▶ _TEXT PASSAGE_:

┌──

My littlest niece, just three years-old, was around her Mamaw as much as possible, thanks to my sister. At the funeral home, my niece walked up to the open casket during visitation, looked at her beloved grandmother, looked over at my sister and said, "Mamaw passed out." Mamaw would have loved that. My niece told me twice at different times, matter-of-factly, "Mamaw died," and each time, she waited for my followup comment, and then she ran off to do something else. And on my last night in Kentucky, we were alone together in a kitchen, she asked for some milk. I poured her some, handed her the glass and she drank a bit, then said, out of the blue, "Is this Mamaw's glass?" It was, in fact, and I told her so. "Did she drink out of it?" I told her she did. She went back to drinking her milk and thinking. My niece probably won't remember any of this, but now I've written it down, and I'll get to tell her some day, and together with any memories she has, plus the endless number of photos and videos we have, and the stories we tell, this will keep her great-grandmother alive for her, always. And just like me, she will grow up going to funerals - and I think that's a very good thing.

My Mamaw hand-wrote notes about her life, and sent them to me and to my siblings, her only grandchildren. I recorded her talking about her life, and will be digitizing this later this week. We have so many photos of her. We have videos. I cherish it all, and I know that, some day, my nephew and nieces will cherish them, and their children as well.

I've never spoken at a funeral, but for my dearest Mamaw, I had to. Below is what I wrote to say - and I did say most of it, though I think I did some edits in the moment. But one thing I didn't say, and I wish I had: her marriage to my Papaw, Jack Cravens, was the model for my marriage. I never wanted to get married. I had no plans to get married. But when I met the man who is now my husband, and when I knew I really wanted to be married to him, I knew what a good marriage looked like - the ongoing work it takes, the joys and the sacrifices - because of Mamaw and Papaw. I so wish I had said that at her funeral.

└──

▶ _DATA SHOWN_:
┌──

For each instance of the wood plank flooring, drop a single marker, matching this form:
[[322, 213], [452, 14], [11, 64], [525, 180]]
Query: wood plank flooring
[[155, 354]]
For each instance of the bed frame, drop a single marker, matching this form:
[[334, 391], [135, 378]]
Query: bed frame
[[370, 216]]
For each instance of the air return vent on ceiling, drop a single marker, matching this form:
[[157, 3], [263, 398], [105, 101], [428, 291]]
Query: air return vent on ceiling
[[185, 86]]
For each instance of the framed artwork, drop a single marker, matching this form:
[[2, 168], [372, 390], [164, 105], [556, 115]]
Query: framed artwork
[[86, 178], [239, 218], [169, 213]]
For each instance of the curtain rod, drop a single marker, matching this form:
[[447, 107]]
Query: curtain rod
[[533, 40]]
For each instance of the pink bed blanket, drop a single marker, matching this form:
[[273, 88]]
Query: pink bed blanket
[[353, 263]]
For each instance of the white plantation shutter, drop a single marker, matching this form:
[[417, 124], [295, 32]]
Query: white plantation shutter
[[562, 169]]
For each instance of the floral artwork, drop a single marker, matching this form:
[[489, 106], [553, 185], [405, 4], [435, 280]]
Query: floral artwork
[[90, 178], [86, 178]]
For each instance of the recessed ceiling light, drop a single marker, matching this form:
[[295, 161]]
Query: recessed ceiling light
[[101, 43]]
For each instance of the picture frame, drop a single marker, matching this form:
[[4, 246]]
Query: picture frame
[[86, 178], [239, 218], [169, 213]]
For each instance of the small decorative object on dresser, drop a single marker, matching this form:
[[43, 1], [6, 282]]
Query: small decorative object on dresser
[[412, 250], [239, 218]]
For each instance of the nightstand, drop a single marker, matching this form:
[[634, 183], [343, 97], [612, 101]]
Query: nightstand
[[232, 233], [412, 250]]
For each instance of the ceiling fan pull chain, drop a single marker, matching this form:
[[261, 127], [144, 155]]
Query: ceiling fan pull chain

└──

▶ _SET TASKS_:
1/ Rewrite the paragraph beginning "My Mamaw hand-wrote notes" from the text about Mamaw as a shorter version that keeps its main facts.
2/ Extend the text about Mamaw by continuing it from its final sentence.
The records were taken from a separate source.

▶ _ANSWERS TO THE EXERCISE_:
1/ Mamaw wrote out notes about her life by hand and sent them to her only grandchildren. Her grandchild recorded her talking about her life and plans to digitize the recording later this week. The family also has many photos and videos of her. Her grandchild cherishes all of it and expects the nephew, the nieces and their children to cherish it someday too.

2/
Here's my speech:
    Ice cream made from snow.
    There’s a Monster at the End of this Book
    Chicken and dumplings.
    Creamed corn.
    Corn bread
    The Brady Bunch on a Friday night.
    Opening a present the night before Christmas Eve.
    Vacation Bible School.
    Hay rides.
    Fear of chickens
    Fear of mice
    No fear of snakes
    Ronald Colman
    Clip on earrings
    Shadow puppets
    Going to town.
    Going off.
    Belly laughs.

    Those are 20 or so things that make me think of our Mamaw, Emma Cravens. I could name 1000 more.

    They say funerals are for the living. Yet I feel this incredible pressure for this celebration to be something Mamaw would really love. After all, this is a person who wrote a script for what to say about her at her own 90th birthday celebration.

    I have so many stories about our grandmother. Like when she held me in her arms as she walked through the haunted house in the basement of Sharon Baptist Church with ALL of the lights on because I was too scared to go in otherwise.

    Or when she had a car wreck and laid on her couch and talked me through baking a cake - the first time I ever cooked.

    Or how I stayed with her every time I came to Henderson after college, and I would wake up and listen to her telling my dogs how she really shouldn’t let them have bacon, but since I was still in bed…

    Or the incredible time we had touring San Francisco together.

    Or when she told me she was “as content as a cow”, which sent my sister and I into hysterics.

    Or even about some of the times we disagreed regarding how something should or shouldn’t be done.

    She could be a saint. And she could say something that could lift you up or that, sometimes, that could cut like a knife, as only someone you dearly love can do.

    For Emma Cravens, family was everything. Everything. She was fierce about her family, her tribe. Not just her blood relations, but those her blood relations married. Once you were in the tribe, that was that - you were in HER family.

    We know she was a devoted daughter and sister and wife and mother and grandmother. But I want you to also know that Emma Cravens was a preacher. Yes, she was a  preacher’s wife, and she lead the singing in Church who knows how many times, but she was also a preacher. She loved preaching.

    One of her favorite things to say was this:

    “God created man from dust of the Earth and breathed life into him. Maybe that’s why men are always dirty. Ha ha! “

    I asked her once if she liked preaching and she said, emphatically, yes, that she could have been a REAL preacher. I reminded her that in the Bible, Paul said women were supposed to stay quiet in church, and she said, “Oh, Paul, some woman hurt him and we’ve been paying for it ever since!”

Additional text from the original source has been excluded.